→ PROBLEM:
Report each line of the listing below that contains the string "bumble", copying every such line in full. Case counts.

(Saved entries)
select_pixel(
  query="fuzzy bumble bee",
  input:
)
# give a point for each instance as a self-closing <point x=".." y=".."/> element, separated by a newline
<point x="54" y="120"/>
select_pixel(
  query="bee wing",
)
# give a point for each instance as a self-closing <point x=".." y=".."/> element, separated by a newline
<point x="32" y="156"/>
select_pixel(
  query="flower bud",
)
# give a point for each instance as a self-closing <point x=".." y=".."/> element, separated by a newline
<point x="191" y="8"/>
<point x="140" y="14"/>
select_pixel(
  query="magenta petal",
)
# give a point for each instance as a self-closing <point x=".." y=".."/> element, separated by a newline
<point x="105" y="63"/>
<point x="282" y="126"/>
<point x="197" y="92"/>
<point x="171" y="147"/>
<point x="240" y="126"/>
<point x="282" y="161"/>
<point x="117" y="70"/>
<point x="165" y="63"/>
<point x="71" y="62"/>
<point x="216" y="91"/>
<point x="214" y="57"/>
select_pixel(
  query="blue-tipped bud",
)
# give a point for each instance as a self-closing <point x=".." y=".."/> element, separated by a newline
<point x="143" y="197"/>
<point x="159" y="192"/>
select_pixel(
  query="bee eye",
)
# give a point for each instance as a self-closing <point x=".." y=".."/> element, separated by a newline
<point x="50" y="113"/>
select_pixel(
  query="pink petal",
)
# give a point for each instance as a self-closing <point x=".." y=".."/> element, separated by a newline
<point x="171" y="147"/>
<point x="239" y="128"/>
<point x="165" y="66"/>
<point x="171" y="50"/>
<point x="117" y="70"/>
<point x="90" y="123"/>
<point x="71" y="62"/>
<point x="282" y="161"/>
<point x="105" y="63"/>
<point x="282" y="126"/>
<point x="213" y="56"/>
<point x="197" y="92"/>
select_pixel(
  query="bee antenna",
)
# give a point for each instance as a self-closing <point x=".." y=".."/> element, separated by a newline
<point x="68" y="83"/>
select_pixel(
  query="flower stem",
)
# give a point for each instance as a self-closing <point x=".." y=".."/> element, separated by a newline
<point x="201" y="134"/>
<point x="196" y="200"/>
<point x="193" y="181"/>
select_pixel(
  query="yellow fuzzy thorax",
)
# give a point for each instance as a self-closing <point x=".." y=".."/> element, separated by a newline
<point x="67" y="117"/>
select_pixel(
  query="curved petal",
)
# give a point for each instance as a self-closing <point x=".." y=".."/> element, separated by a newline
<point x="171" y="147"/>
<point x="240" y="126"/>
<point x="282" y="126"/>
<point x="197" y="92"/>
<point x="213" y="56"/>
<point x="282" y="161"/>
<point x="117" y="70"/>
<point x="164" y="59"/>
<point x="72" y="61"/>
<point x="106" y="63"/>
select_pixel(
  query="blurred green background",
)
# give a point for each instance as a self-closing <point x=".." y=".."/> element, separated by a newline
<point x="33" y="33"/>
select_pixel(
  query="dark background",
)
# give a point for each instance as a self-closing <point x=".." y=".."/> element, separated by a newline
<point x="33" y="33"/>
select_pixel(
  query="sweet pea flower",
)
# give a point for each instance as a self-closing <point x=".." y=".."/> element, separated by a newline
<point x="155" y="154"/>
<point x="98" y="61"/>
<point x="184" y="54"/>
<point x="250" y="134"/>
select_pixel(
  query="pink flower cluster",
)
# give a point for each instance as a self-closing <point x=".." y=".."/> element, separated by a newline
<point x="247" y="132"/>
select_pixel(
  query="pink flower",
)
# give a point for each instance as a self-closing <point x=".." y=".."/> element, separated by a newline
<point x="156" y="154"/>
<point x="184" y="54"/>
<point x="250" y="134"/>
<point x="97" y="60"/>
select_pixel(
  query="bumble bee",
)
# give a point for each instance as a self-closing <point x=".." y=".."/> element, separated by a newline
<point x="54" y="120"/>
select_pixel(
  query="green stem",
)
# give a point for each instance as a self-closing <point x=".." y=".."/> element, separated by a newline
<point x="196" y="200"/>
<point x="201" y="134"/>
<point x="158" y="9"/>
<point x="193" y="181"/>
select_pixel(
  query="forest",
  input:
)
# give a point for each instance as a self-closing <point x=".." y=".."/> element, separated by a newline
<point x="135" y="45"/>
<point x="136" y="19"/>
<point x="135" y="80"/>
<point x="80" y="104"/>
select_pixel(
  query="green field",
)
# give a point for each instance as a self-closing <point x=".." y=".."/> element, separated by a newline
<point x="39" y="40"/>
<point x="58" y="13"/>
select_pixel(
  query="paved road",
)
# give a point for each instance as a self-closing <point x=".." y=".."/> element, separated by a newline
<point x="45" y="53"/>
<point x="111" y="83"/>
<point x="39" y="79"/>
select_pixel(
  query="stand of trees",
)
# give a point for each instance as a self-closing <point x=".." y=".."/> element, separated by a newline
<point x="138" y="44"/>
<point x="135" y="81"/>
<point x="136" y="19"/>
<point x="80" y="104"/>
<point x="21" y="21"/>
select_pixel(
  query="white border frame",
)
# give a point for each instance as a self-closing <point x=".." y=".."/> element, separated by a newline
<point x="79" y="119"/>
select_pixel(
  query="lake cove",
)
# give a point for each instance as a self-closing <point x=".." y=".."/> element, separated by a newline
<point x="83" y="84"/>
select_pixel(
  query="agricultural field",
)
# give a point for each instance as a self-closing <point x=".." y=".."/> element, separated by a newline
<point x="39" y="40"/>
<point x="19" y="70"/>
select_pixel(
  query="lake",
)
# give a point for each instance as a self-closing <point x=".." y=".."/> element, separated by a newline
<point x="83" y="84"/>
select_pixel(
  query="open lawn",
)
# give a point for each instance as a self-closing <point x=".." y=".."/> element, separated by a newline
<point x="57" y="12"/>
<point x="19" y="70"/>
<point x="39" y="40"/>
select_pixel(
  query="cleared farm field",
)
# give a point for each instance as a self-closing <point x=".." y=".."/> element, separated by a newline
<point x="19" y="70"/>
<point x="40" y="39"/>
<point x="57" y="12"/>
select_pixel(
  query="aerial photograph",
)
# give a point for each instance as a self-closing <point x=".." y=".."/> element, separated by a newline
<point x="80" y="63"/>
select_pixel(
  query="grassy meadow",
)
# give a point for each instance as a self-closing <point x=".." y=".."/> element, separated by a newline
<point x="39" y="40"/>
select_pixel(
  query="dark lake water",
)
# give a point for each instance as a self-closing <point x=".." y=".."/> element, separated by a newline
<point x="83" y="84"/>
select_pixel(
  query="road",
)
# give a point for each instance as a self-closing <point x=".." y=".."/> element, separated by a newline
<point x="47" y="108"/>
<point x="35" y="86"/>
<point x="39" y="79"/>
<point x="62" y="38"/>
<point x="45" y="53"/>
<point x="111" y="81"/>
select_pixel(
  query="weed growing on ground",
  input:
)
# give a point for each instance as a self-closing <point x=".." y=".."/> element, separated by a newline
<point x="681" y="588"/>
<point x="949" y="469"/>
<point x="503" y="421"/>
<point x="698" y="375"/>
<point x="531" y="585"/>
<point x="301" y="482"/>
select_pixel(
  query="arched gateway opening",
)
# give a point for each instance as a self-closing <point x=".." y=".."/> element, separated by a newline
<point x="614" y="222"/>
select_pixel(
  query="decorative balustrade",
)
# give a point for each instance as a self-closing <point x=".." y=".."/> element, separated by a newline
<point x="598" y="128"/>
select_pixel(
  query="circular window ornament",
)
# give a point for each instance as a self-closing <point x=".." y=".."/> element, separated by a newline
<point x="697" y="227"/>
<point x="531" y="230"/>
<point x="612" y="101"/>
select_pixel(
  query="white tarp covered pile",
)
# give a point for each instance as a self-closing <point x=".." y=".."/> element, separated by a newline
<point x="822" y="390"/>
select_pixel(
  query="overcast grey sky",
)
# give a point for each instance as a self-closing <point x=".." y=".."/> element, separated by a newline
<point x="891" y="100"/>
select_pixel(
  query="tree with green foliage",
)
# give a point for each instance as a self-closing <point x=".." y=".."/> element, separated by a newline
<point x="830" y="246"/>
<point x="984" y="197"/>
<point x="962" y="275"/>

→ RESPONSE TO THE EXERCISE:
  query="fuzzy bumble bee",
  query="bumble bee",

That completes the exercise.